TASK INSTRUCTIONS -> Every entry needs to be printed exactly, please.

-- Start EXTRACTED MATERIAL --

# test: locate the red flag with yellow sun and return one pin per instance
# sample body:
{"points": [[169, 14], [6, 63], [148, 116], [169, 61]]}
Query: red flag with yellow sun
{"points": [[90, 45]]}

-- End EXTRACTED MATERIAL --

OUTPUT ->
# test: locate the red flag with yellow sun and return one pin per instance
# sample body:
{"points": [[169, 14], [6, 63], [148, 116], [169, 61]]}
Query: red flag with yellow sun
{"points": [[90, 45]]}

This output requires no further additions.